THE INPUT:
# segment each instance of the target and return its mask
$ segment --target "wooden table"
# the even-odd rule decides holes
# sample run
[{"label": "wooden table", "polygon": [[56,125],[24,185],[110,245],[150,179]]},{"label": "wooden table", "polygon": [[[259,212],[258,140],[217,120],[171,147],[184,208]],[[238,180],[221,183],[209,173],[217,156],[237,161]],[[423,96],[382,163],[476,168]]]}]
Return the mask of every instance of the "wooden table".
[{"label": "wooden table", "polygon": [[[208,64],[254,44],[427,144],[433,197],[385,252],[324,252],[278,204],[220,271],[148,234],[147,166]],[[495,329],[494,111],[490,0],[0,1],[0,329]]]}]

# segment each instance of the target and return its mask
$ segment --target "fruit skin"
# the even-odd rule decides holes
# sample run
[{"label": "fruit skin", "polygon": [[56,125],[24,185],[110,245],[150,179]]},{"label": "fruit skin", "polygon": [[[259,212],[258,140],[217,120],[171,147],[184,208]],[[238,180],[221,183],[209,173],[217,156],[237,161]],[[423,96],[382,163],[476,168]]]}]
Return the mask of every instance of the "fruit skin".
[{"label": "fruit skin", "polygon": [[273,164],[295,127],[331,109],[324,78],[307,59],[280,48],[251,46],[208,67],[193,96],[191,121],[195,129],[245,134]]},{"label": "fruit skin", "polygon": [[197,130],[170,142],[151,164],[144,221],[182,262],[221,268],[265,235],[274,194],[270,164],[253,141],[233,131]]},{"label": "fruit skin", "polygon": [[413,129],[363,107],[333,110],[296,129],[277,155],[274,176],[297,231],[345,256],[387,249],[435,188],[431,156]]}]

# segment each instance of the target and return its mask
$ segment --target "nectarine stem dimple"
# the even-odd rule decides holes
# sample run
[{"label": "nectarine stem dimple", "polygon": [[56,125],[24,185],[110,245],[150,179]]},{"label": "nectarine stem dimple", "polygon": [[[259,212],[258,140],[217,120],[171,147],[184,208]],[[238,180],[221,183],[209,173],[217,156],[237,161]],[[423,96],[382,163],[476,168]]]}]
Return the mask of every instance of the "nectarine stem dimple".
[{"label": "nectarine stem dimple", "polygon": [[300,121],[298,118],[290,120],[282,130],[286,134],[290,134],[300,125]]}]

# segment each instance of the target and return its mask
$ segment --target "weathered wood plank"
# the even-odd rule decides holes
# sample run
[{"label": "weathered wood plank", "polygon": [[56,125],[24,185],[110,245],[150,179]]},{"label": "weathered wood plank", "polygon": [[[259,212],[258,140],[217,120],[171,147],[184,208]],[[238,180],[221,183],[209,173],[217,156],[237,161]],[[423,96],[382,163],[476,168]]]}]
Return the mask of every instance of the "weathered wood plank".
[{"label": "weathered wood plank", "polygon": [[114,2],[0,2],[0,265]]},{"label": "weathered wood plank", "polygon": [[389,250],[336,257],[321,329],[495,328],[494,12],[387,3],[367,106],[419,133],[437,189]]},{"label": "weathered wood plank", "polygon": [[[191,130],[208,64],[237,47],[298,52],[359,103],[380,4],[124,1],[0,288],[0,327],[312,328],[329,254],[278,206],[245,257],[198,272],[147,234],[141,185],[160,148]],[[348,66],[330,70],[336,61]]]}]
--
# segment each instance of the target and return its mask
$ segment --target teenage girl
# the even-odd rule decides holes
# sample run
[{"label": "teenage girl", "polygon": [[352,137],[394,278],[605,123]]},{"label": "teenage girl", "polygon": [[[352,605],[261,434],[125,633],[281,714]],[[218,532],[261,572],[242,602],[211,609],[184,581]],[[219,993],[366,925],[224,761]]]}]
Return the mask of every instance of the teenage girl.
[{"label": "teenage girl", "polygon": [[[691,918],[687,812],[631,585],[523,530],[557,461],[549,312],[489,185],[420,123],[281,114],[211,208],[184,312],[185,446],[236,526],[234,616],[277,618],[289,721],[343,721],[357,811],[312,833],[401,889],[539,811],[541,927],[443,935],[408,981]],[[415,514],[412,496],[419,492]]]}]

WHAT YOU NEED TO DO: Please pull out every line of the records that contains the string "nectarine", matching case exactly, and copy those lines.

COMPLETE RESPONSE:
$ segment --target "nectarine stem dimple"
[{"label": "nectarine stem dimple", "polygon": [[56,125],[24,185],[110,245],[150,179]]},{"label": "nectarine stem dimple", "polygon": [[[259,212],[258,140],[217,120],[171,147],[184,208]],[[238,180],[221,183],[209,173],[217,156],[237,161]],[[423,96],[382,163],[476,168]]]}]
Return the mask of every instance of the "nectarine stem dimple".
[{"label": "nectarine stem dimple", "polygon": [[300,121],[298,118],[290,120],[282,130],[286,134],[290,134],[300,125]]}]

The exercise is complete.